*Written request:* Pick out and copy every line of the data that contains the word "gravel".

** START OF Dataset records **

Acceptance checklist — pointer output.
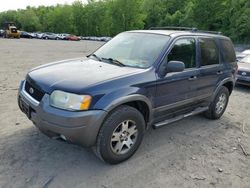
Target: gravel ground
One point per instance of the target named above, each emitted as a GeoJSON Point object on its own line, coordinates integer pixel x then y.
{"type": "Point", "coordinates": [194, 152]}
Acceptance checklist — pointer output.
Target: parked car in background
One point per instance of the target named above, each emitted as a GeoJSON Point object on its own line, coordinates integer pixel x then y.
{"type": "Point", "coordinates": [51, 36]}
{"type": "Point", "coordinates": [25, 34]}
{"type": "Point", "coordinates": [243, 54]}
{"type": "Point", "coordinates": [73, 38]}
{"type": "Point", "coordinates": [243, 74]}
{"type": "Point", "coordinates": [38, 35]}
{"type": "Point", "coordinates": [1, 32]}
{"type": "Point", "coordinates": [63, 36]}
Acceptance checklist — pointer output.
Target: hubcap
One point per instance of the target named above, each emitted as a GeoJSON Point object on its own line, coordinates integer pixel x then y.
{"type": "Point", "coordinates": [220, 105]}
{"type": "Point", "coordinates": [124, 137]}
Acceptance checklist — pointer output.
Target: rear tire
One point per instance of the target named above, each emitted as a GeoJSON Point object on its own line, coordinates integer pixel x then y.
{"type": "Point", "coordinates": [219, 105]}
{"type": "Point", "coordinates": [120, 135]}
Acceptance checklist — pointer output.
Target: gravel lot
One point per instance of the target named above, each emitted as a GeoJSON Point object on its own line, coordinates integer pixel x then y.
{"type": "Point", "coordinates": [194, 152]}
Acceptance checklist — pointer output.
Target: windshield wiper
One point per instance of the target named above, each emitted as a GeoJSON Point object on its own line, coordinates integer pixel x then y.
{"type": "Point", "coordinates": [114, 61]}
{"type": "Point", "coordinates": [95, 56]}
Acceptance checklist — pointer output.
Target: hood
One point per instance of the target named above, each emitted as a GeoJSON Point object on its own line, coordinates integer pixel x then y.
{"type": "Point", "coordinates": [75, 75]}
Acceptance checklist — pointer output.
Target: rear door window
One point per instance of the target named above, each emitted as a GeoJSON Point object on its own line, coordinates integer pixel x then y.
{"type": "Point", "coordinates": [209, 53]}
{"type": "Point", "coordinates": [184, 50]}
{"type": "Point", "coordinates": [227, 51]}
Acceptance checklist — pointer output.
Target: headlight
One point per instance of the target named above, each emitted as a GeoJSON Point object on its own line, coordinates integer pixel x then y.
{"type": "Point", "coordinates": [69, 101]}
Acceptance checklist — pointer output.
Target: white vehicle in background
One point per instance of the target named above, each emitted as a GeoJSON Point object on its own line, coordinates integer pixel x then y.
{"type": "Point", "coordinates": [243, 54]}
{"type": "Point", "coordinates": [63, 36]}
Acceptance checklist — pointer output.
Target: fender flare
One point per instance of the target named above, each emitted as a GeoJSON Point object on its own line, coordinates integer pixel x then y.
{"type": "Point", "coordinates": [226, 80]}
{"type": "Point", "coordinates": [119, 100]}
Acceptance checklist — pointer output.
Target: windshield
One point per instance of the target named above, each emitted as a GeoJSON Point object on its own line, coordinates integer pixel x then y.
{"type": "Point", "coordinates": [134, 49]}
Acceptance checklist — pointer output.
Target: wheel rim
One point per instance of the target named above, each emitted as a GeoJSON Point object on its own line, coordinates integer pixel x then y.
{"type": "Point", "coordinates": [124, 137]}
{"type": "Point", "coordinates": [220, 105]}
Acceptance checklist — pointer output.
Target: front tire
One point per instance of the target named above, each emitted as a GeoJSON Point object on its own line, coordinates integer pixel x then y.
{"type": "Point", "coordinates": [219, 105]}
{"type": "Point", "coordinates": [121, 135]}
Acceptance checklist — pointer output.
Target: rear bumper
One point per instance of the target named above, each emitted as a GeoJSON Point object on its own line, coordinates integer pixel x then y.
{"type": "Point", "coordinates": [76, 127]}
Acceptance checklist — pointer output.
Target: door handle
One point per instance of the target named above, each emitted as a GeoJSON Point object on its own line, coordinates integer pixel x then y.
{"type": "Point", "coordinates": [219, 72]}
{"type": "Point", "coordinates": [192, 78]}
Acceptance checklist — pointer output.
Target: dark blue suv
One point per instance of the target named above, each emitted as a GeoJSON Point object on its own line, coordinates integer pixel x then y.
{"type": "Point", "coordinates": [137, 80]}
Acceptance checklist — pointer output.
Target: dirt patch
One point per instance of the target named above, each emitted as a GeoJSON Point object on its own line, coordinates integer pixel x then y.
{"type": "Point", "coordinates": [194, 152]}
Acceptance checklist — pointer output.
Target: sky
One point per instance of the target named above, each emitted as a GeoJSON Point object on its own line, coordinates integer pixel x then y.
{"type": "Point", "coordinates": [22, 4]}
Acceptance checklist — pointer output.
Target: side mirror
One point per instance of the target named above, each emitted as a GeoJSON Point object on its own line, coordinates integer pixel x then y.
{"type": "Point", "coordinates": [175, 66]}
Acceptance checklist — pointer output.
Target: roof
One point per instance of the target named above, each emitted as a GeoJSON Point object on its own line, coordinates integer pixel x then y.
{"type": "Point", "coordinates": [176, 33]}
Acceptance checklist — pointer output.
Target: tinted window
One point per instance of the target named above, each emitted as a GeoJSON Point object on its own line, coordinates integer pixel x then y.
{"type": "Point", "coordinates": [183, 50]}
{"type": "Point", "coordinates": [228, 51]}
{"type": "Point", "coordinates": [209, 52]}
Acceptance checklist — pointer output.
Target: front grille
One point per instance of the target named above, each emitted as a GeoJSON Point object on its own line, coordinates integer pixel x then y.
{"type": "Point", "coordinates": [246, 73]}
{"type": "Point", "coordinates": [33, 91]}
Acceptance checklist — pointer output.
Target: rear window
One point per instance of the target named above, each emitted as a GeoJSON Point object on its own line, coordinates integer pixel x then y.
{"type": "Point", "coordinates": [209, 52]}
{"type": "Point", "coordinates": [228, 51]}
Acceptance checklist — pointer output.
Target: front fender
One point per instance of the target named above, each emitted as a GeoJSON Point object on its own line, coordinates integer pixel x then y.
{"type": "Point", "coordinates": [114, 99]}
{"type": "Point", "coordinates": [226, 80]}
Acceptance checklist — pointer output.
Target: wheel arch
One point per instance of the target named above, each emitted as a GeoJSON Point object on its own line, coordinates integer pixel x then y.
{"type": "Point", "coordinates": [229, 83]}
{"type": "Point", "coordinates": [137, 101]}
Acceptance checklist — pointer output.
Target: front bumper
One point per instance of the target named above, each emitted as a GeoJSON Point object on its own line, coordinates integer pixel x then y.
{"type": "Point", "coordinates": [76, 127]}
{"type": "Point", "coordinates": [243, 80]}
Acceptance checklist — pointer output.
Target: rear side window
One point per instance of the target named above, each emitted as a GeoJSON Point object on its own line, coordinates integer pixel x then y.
{"type": "Point", "coordinates": [228, 51]}
{"type": "Point", "coordinates": [184, 50]}
{"type": "Point", "coordinates": [209, 52]}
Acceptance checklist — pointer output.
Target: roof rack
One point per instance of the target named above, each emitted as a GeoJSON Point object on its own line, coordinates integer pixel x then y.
{"type": "Point", "coordinates": [211, 32]}
{"type": "Point", "coordinates": [174, 28]}
{"type": "Point", "coordinates": [193, 29]}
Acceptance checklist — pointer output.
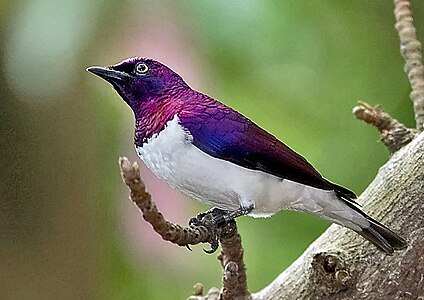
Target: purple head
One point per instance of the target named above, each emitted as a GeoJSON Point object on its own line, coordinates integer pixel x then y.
{"type": "Point", "coordinates": [140, 79]}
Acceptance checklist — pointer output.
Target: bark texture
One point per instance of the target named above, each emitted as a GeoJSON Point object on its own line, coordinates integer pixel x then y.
{"type": "Point", "coordinates": [342, 265]}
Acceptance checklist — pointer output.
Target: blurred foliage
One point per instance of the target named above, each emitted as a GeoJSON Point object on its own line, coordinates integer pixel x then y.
{"type": "Point", "coordinates": [295, 67]}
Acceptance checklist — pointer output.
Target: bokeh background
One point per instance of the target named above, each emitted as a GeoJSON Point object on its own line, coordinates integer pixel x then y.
{"type": "Point", "coordinates": [67, 228]}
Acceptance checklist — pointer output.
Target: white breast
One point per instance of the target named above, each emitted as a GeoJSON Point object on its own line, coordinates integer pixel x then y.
{"type": "Point", "coordinates": [172, 156]}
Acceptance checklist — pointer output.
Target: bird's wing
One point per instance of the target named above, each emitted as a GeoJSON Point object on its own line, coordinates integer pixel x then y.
{"type": "Point", "coordinates": [225, 134]}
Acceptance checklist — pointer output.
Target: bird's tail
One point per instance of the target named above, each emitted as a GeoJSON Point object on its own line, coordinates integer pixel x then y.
{"type": "Point", "coordinates": [375, 232]}
{"type": "Point", "coordinates": [378, 234]}
{"type": "Point", "coordinates": [381, 236]}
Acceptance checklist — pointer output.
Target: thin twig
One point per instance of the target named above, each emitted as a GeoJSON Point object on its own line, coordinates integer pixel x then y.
{"type": "Point", "coordinates": [235, 283]}
{"type": "Point", "coordinates": [394, 134]}
{"type": "Point", "coordinates": [410, 48]}
{"type": "Point", "coordinates": [177, 234]}
{"type": "Point", "coordinates": [231, 257]}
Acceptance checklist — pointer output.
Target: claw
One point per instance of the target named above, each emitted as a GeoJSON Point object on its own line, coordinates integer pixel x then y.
{"type": "Point", "coordinates": [214, 247]}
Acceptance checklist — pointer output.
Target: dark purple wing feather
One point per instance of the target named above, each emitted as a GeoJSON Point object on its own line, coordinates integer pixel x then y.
{"type": "Point", "coordinates": [224, 133]}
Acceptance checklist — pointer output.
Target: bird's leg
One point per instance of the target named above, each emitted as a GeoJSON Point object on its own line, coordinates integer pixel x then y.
{"type": "Point", "coordinates": [216, 218]}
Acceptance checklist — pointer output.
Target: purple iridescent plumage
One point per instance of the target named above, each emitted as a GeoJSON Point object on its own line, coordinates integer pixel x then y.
{"type": "Point", "coordinates": [214, 154]}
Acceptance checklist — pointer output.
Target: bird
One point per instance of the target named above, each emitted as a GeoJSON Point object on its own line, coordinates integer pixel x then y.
{"type": "Point", "coordinates": [212, 153]}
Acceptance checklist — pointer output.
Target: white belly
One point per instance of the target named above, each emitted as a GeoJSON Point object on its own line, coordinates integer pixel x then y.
{"type": "Point", "coordinates": [172, 157]}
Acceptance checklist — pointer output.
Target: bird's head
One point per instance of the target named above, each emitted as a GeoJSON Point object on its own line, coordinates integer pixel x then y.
{"type": "Point", "coordinates": [139, 79]}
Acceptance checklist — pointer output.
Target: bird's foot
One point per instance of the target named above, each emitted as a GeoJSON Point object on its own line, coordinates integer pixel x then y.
{"type": "Point", "coordinates": [216, 218]}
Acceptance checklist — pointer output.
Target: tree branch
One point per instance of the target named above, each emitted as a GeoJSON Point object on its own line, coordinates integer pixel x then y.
{"type": "Point", "coordinates": [410, 49]}
{"type": "Point", "coordinates": [342, 265]}
{"type": "Point", "coordinates": [235, 282]}
{"type": "Point", "coordinates": [394, 134]}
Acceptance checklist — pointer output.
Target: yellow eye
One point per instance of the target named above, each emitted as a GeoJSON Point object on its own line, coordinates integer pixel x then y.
{"type": "Point", "coordinates": [141, 68]}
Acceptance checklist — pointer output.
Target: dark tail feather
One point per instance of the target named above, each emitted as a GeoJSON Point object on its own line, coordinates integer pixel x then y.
{"type": "Point", "coordinates": [382, 237]}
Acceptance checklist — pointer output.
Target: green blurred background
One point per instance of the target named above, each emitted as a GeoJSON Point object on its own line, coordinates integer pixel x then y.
{"type": "Point", "coordinates": [67, 229]}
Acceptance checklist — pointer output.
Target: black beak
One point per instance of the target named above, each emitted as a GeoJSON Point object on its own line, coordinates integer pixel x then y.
{"type": "Point", "coordinates": [109, 74]}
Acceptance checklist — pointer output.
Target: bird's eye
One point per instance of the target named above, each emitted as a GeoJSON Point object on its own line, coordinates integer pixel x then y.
{"type": "Point", "coordinates": [141, 68]}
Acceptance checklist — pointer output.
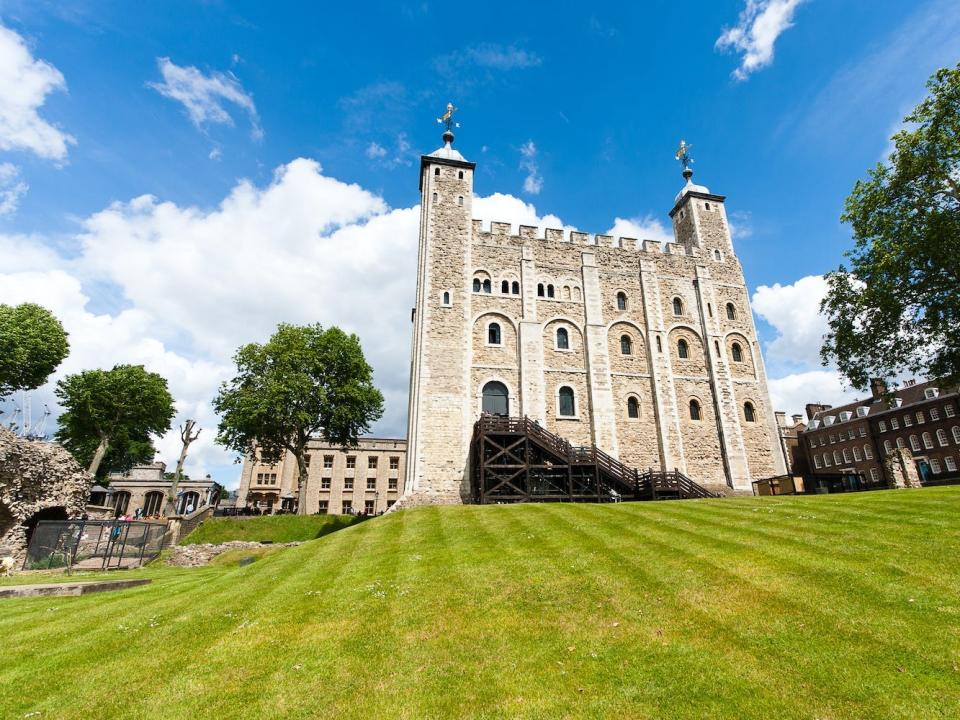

** END OF Dataset records **

*Completed task:*
Target: gravel ground
Target: gravel lot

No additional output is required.